Your answer should be the entries, repeated exactly.
•••
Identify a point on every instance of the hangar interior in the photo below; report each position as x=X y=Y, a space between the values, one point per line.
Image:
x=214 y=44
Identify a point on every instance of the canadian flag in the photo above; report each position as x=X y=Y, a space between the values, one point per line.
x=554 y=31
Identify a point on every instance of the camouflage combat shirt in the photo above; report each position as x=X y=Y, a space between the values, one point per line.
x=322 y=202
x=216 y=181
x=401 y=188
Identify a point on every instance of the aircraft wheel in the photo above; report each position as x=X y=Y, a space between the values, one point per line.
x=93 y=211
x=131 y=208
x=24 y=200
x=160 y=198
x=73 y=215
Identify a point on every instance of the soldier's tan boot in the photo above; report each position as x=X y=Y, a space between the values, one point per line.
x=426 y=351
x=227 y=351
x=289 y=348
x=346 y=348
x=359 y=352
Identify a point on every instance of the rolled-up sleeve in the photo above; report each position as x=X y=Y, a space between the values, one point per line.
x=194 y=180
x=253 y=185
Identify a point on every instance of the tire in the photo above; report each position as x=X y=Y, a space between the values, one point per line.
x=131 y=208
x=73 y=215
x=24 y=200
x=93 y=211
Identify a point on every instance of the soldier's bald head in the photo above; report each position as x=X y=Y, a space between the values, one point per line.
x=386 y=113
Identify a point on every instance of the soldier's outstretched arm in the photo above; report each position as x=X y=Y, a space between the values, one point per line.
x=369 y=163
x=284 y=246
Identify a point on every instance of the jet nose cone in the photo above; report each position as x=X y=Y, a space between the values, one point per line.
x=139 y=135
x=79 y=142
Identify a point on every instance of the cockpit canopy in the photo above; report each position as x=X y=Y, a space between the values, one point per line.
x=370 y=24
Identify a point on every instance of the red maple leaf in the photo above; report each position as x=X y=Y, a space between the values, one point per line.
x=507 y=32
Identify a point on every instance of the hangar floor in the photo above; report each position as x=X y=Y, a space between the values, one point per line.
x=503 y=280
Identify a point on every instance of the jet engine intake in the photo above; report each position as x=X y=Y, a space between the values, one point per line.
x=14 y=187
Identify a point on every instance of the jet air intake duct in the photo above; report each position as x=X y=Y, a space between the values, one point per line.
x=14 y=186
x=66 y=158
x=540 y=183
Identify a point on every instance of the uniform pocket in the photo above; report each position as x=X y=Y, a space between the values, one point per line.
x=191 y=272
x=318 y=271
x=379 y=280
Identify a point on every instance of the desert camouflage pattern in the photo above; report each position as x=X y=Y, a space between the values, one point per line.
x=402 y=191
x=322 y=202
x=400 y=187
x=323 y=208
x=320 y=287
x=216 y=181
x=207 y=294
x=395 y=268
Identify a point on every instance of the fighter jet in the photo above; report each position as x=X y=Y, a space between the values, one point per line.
•••
= Response below =
Identify a point on every instance of the hangar interior in the photo below; report each position as x=X y=Y, a space between the values, one point per line.
Image:
x=214 y=44
Identify a point on every instance of the canadian flag in the photo above; report each position as x=X y=Y, a space between the values, one point per line.
x=554 y=31
Identify a point on every instance of the camouflage combat shirt in the photo above; report each position as x=X y=Y, a space between the values, one point per line.
x=322 y=202
x=216 y=181
x=401 y=188
Identify a point on every instance of the aircraft wheel in the photo above; report each position as x=X y=Y, a space between the values, one point per line.
x=93 y=211
x=131 y=208
x=24 y=200
x=160 y=198
x=73 y=215
Identify a point on every instance of the soldier's tan boot in the photo above; report each position as x=X y=Y, a space between the values, one point per line.
x=426 y=351
x=227 y=351
x=289 y=348
x=346 y=348
x=359 y=352
Identify a point on every instance of the rolled-up sleeve in the photo above; report each position as x=X y=Y, a space between the values, one point per line.
x=194 y=180
x=253 y=185
Identify a point on every instance of the tire in the photo above; report each position as x=X y=Y, a space between the values, one point per line.
x=131 y=208
x=73 y=215
x=24 y=200
x=93 y=211
Identify a point on every instance of the soldier's bald head in the photo above; report each position as x=X y=Y, a space between the values, one point per line.
x=386 y=113
Identify a point on every instance of the soldier's outstretched arm in the photo above; report each position as x=X y=Y, a space between the values, one point per line.
x=369 y=163
x=284 y=246
Identify a point on every instance of the jet nose cone in the photo above; report each position as x=X y=Y, a space between the values, one point per line.
x=139 y=135
x=79 y=142
Identify a point on every instance of the cockpit canopy in the photo above; report each position as x=X y=Y, a space between the values, one point per line.
x=370 y=24
Identify a point on every instance of the red maple leaf in the photo above; report each position as x=X y=Y, a space between the values, one point per line.
x=507 y=32
Identify a point on every instance of the hangar floor in the photo above; report each position as x=X y=Y, a space between the values, one point per line.
x=503 y=280
Identify a point on every instance of the jet engine intake in the photo above; report each position as x=X y=Y, a space between the values, one point per line.
x=14 y=187
Identify a point on every instance of the jet air intake duct in the photo above; report each position as x=X y=Y, a space between the values, one point per line.
x=14 y=186
x=66 y=158
x=540 y=183
Identify a point on every instance of the uniform pocket in the photo above; report each position as x=X y=Y, a space between the values, one point per line.
x=191 y=272
x=318 y=271
x=379 y=280
Identify a point on every instance of the desert camouflage pattern in the photo above; report each position as x=X y=Y, a space between the values, one point per line.
x=402 y=191
x=322 y=202
x=400 y=187
x=323 y=208
x=320 y=287
x=216 y=181
x=207 y=294
x=395 y=268
Identify a point on every instance of the fighter jet in the photo above; report each position as x=X y=Y, a space between the values, one point per line.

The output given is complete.